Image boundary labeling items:

=-=-=

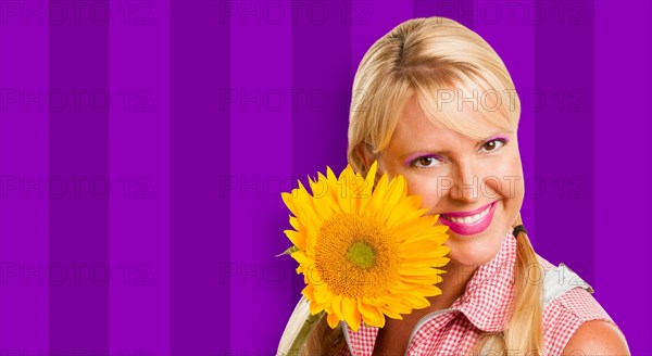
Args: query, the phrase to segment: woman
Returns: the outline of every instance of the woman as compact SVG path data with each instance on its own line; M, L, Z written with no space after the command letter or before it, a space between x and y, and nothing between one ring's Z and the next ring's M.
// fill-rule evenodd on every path
M485 40L448 18L404 22L368 50L353 93L349 163L403 175L450 227L451 262L429 307L358 332L322 320L309 355L629 354L592 289L521 225L521 104Z

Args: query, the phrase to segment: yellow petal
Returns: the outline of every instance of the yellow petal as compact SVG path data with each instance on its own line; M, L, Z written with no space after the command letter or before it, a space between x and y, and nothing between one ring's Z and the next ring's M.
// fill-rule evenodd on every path
M385 327L385 316L376 307L365 304L362 300L358 300L358 309L366 325L377 328Z
M285 230L283 232L285 232L286 237L290 239L294 246L299 247L299 250L305 251L305 236L303 236L303 233L294 230Z
M358 304L355 300L344 296L342 300L342 312L344 313L344 320L353 331L358 331L360 328L361 315L358 310Z
M283 202L290 209L290 212L292 212L292 214L294 216L297 216L298 215L298 211L297 211L297 205L294 204L294 199L292 198L292 194L290 194L290 193L280 193L280 196L283 199Z
M328 321L330 329L335 329L339 325L340 319L335 314L328 314L326 321Z
M337 315L340 320L344 320L344 314L342 313L342 296L336 295L331 303L333 312Z
M366 205L372 200L372 193L374 191L374 183L376 182L376 170L378 168L378 162L374 161L369 170L367 171L366 178L364 179L364 186L360 192L360 212L366 208Z

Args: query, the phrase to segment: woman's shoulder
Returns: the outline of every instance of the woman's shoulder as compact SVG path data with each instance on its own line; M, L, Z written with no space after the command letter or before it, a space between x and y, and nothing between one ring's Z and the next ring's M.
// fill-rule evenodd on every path
M546 355L561 355L580 326L592 320L617 325L592 295L593 289L564 264L539 256L544 270L543 339Z

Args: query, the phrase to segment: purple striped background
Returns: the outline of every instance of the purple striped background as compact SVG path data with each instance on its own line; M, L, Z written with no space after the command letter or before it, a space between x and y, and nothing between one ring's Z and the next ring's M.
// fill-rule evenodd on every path
M652 354L650 2L2 0L0 355L274 354L279 193L343 168L362 55L430 15L522 93L535 249Z

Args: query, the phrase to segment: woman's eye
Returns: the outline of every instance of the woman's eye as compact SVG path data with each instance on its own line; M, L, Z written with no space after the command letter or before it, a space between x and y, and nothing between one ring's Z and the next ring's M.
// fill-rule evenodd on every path
M414 160L412 165L421 168L429 168L434 167L439 163L439 161L432 156L423 156Z
M505 144L505 140L503 139L494 139L482 145L482 149L487 152L497 151L501 147Z

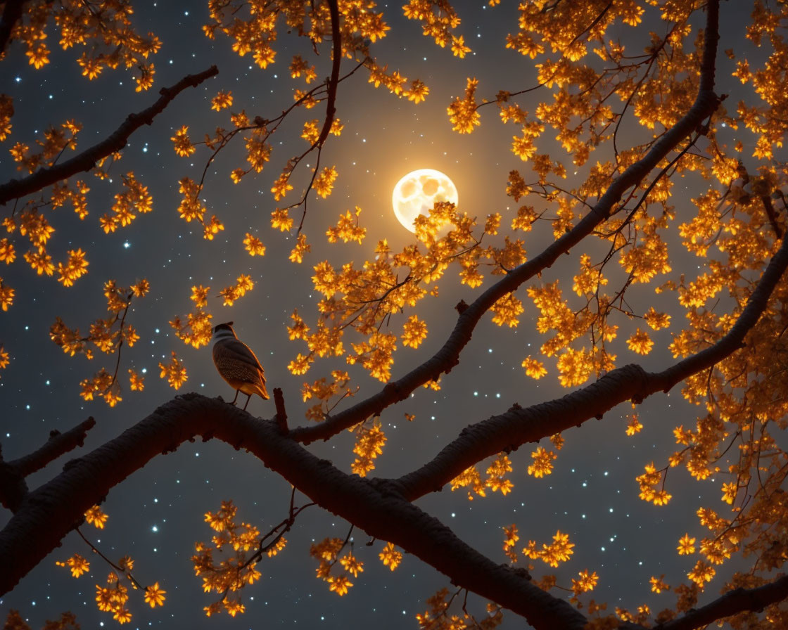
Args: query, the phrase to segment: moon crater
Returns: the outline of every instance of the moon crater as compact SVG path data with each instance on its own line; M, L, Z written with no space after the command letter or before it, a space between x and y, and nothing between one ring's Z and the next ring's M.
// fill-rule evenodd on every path
M457 205L457 187L448 175L434 169L411 171L394 187L392 205L405 228L416 231L414 221L419 214L429 215L438 202L450 202Z

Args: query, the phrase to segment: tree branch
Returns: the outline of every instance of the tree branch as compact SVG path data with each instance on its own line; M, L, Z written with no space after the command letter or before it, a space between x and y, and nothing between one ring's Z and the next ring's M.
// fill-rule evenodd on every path
M244 448L325 510L375 538L418 556L452 582L523 616L535 628L581 630L586 619L506 565L463 543L437 519L403 498L398 486L362 479L335 468L282 435L273 421L199 394L187 394L78 459L51 481L29 492L0 532L0 594L13 588L84 512L160 453L198 435Z
M340 34L340 9L336 0L328 0L329 12L331 14L331 39L333 44L332 50L331 78L329 79L329 94L325 103L325 120L323 128L320 130L320 136L315 144L322 146L325 139L329 137L331 125L336 115L336 87L340 82L340 63L342 61L342 36ZM315 168L315 172L317 172Z
M688 376L711 368L743 345L745 335L757 323L769 296L788 269L788 238L764 271L736 324L716 343L657 372L630 364L617 368L595 383L561 398L504 413L466 427L456 439L431 461L400 477L403 495L413 501L440 490L460 472L485 458L511 451L528 442L580 426L622 402L640 402L658 391L667 392Z
M513 269L477 298L458 317L454 330L443 346L418 367L398 380L388 384L377 394L363 400L319 424L299 427L291 436L308 444L332 435L379 413L390 405L404 400L411 392L440 374L448 373L459 361L459 354L470 341L476 324L489 308L506 294L515 291L537 273L552 265L558 258L580 243L609 216L624 192L637 186L678 143L687 138L703 120L711 116L720 99L714 93L715 59L718 39L718 0L707 7L707 24L701 66L701 88L690 110L667 132L643 158L626 169L610 184L607 191L577 225L551 243L538 256Z
M723 617L746 610L760 612L770 604L788 597L788 576L756 588L737 588L703 608L691 610L678 619L654 626L654 630L693 630L704 628Z
M91 417L65 433L53 431L50 433L49 440L41 448L13 461L4 461L0 451L0 504L12 512L16 512L28 494L28 484L24 478L36 470L40 470L64 453L81 447L84 443L85 435L95 424L95 421Z
M0 186L0 206L5 206L12 199L40 191L78 172L89 171L99 160L125 146L129 135L143 124L151 124L153 119L164 111L164 109L181 91L187 87L196 87L206 79L218 72L216 66L212 65L199 74L187 75L172 87L162 87L159 91L162 96L156 102L139 113L130 113L122 124L106 139L62 164L41 169L22 180L11 180L2 184Z
M16 468L23 476L28 476L36 470L40 470L50 461L54 461L64 453L83 446L85 435L95 426L95 424L96 421L91 416L65 433L53 431L50 433L46 443L39 449L8 463Z
M22 6L25 2L27 0L7 0L6 2L2 17L0 17L0 53L4 52L8 46L11 32L22 17Z

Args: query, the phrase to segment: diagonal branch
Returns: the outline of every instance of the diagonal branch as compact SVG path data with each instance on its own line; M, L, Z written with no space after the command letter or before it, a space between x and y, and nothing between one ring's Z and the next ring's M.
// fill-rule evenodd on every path
M585 617L569 602L479 554L403 498L397 484L343 472L282 435L275 421L199 394L162 405L25 496L0 532L0 593L13 588L113 487L157 455L198 436L248 450L325 510L418 556L452 582L523 616L538 630L585 626Z
M631 165L610 184L591 211L574 228L551 243L538 256L512 270L477 298L458 317L454 330L435 354L398 380L388 384L377 394L310 427L299 427L291 436L303 443L328 439L332 435L379 413L390 405L404 400L411 392L442 373L448 373L459 361L459 354L470 341L476 324L500 298L515 291L537 273L549 268L562 254L588 236L604 221L624 192L637 186L678 143L711 116L719 104L714 93L715 59L717 53L719 0L707 6L707 24L701 65L701 87L690 110L667 132L642 158Z
M95 424L96 421L91 416L65 433L53 431L50 433L50 438L46 444L28 455L9 461L9 465L13 466L22 476L28 476L54 461L64 453L83 446L85 435L95 426Z
M692 610L678 619L654 626L654 630L694 630L725 617L745 611L760 612L788 597L788 576L756 588L737 588L702 608Z
M184 76L171 87L162 87L159 91L162 96L156 102L139 113L130 113L109 137L86 149L79 155L70 160L41 169L22 180L11 180L0 186L0 206L5 206L12 199L24 197L26 195L40 191L61 180L65 180L78 172L89 171L96 162L108 155L121 150L126 146L128 136L143 124L151 124L153 119L160 114L181 91L187 87L196 87L206 79L218 74L215 65L199 74L190 74Z
M716 343L678 361L662 372L648 372L630 364L617 368L595 383L561 398L504 413L466 427L456 439L417 470L397 480L404 497L411 501L440 490L463 470L485 458L511 451L593 417L603 415L622 402L639 402L658 391L667 392L693 374L708 369L741 348L745 335L757 323L769 296L788 269L788 239L764 271L736 324Z
M0 505L16 512L28 494L28 484L24 478L36 470L40 470L64 453L81 447L86 434L95 424L92 417L88 417L65 433L53 431L46 444L13 461L4 461L0 450Z

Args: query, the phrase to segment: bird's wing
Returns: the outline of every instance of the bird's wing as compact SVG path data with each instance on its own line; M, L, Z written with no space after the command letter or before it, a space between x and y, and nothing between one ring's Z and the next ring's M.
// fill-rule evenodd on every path
M266 382L262 365L257 360L257 357L251 351L251 348L247 346L246 343L240 339L227 339L222 343L222 347L228 353L229 357L242 361L247 365L256 368L260 372L260 377L263 380L263 383Z

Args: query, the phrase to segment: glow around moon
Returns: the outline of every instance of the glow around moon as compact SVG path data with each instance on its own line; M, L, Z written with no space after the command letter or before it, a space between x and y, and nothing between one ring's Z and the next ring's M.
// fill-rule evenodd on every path
M437 202L457 205L457 187L448 175L434 169L411 171L394 187L392 205L405 228L414 232L413 222L419 214L429 214Z

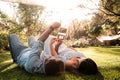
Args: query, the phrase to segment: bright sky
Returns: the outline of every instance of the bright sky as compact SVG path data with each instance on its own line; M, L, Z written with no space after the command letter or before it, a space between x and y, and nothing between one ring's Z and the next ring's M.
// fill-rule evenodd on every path
M7 1L7 0L6 0ZM96 8L98 7L99 0L11 0L24 2L26 4L37 4L43 5L45 11L41 16L41 19L45 18L45 21L50 24L51 22L58 21L61 22L62 26L65 27L73 19L83 20L91 19L93 15L88 15L94 10L83 9L78 7L82 4L85 7ZM93 1L93 2L90 2ZM10 16L14 13L7 2L0 1L0 8L6 13L11 13Z

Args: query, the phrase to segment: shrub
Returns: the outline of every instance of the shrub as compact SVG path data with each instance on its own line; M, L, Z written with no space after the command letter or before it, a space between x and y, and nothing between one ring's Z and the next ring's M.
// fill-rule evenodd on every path
M9 49L8 34L6 33L0 33L0 49Z

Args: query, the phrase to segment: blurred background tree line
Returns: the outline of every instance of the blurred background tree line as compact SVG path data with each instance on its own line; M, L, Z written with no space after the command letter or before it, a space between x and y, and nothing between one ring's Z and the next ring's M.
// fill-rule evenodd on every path
M94 1L94 0L89 0ZM73 20L67 31L67 40L96 38L101 35L117 35L120 31L120 0L100 0L97 12L89 20ZM14 17L10 18L0 10L0 49L8 49L8 35L19 34L26 41L30 35L40 35L47 27L44 20L40 20L43 6L11 3ZM85 5L79 5L86 8ZM96 6L97 7L97 6ZM92 9L91 9L92 10ZM56 33L53 33L56 34Z

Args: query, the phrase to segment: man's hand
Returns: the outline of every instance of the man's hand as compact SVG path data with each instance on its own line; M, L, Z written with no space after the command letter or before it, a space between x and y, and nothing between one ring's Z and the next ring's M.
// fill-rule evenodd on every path
M52 39L50 40L50 45L52 45L55 41L56 41L56 38L52 38Z
M52 29L57 29L61 26L61 24L59 22L54 22L52 25L51 25L51 28Z

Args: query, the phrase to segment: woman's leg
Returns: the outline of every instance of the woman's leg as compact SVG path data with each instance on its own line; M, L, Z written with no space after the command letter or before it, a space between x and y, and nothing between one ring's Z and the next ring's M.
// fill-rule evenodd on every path
M23 43L20 41L18 36L16 34L10 34L8 37L9 46L10 46L10 53L13 58L13 62L17 61L17 56L20 54L20 52L27 48L23 45Z
M29 37L28 39L28 47L31 47L34 45L34 43L36 42L35 38L33 36Z

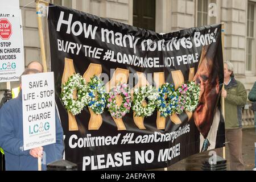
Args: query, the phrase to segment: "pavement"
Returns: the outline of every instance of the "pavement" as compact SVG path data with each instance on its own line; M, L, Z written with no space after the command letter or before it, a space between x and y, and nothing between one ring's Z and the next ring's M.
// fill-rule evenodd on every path
M256 133L255 127L243 129L242 155L246 171L251 171L254 168L255 147L256 142ZM229 150L226 145L226 159L227 160L227 170L230 170ZM217 154L223 157L222 148L216 150ZM168 167L168 171L201 171L202 162L208 160L209 151L197 154L186 159L181 160ZM156 170L163 170L163 168Z

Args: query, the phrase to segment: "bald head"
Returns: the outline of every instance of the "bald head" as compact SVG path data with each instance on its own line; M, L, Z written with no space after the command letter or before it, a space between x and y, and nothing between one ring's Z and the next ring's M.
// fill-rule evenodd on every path
M40 73L43 73L44 72L44 69L43 65L41 63L38 61L32 61L30 62L27 65L27 68L28 69L34 69L38 70L38 71Z

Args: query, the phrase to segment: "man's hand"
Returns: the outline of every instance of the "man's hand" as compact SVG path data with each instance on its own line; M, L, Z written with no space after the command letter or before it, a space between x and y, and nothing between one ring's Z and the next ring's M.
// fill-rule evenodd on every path
M221 96L223 96L225 98L226 97L226 90L222 89L221 92Z
M43 156L43 147L39 147L30 149L30 154L36 158L42 157Z

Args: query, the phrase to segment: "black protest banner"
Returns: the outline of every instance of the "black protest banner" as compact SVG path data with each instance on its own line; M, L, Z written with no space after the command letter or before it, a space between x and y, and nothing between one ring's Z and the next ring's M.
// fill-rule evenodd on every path
M57 6L48 20L65 156L79 169L165 167L222 146L221 24L159 34Z

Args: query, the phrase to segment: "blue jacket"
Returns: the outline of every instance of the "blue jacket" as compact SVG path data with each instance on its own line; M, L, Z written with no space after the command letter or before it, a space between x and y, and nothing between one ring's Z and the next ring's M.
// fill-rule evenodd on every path
M3 105L0 109L0 146L5 154L6 170L38 170L38 159L23 150L22 93ZM63 130L56 114L56 143L43 146L46 164L62 159L64 151ZM43 164L42 170L46 170Z

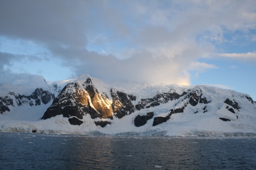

=-=-=

> TASK INSTRUCTIONS:
Change "tree branch" to "tree limb" in the records, starting at the line containing "Args: query, the phrase to segment: tree" and ending at the line containing "M688 376L711 368L743", and give back only those lines with nothing else altered.

> CORRECT RESULT:
Args: query, the phrase to segment: tree limb
Returns: the outline of every instance of the tree limb as compact SVG path data with each instance on its own line; M, L, Z written with no space after the command letter or before it, a space between x and y, and nothing between one ring's Z and the next ring's M.
// fill-rule evenodd on every path
M244 448L325 510L375 538L418 556L452 582L523 616L535 628L581 630L586 619L506 565L463 543L437 519L403 498L398 486L362 479L335 468L282 435L273 421L199 394L187 394L78 459L51 481L29 492L0 532L0 594L13 588L84 512L160 453L198 435Z
M340 34L340 9L336 0L328 0L329 12L331 14L331 39L333 44L332 50L331 78L329 79L329 94L325 103L325 120L323 128L320 130L320 136L315 144L322 146L325 139L329 137L331 125L336 115L336 87L340 82L340 63L342 61L342 36ZM315 168L315 172L317 172Z
M688 376L711 368L743 345L745 335L757 323L769 296L788 269L788 238L764 271L736 324L716 343L657 372L630 364L617 368L595 383L561 398L504 413L466 427L456 439L431 461L400 477L403 495L413 501L440 490L460 472L485 458L511 451L528 442L580 426L622 402L640 402L658 391L667 392Z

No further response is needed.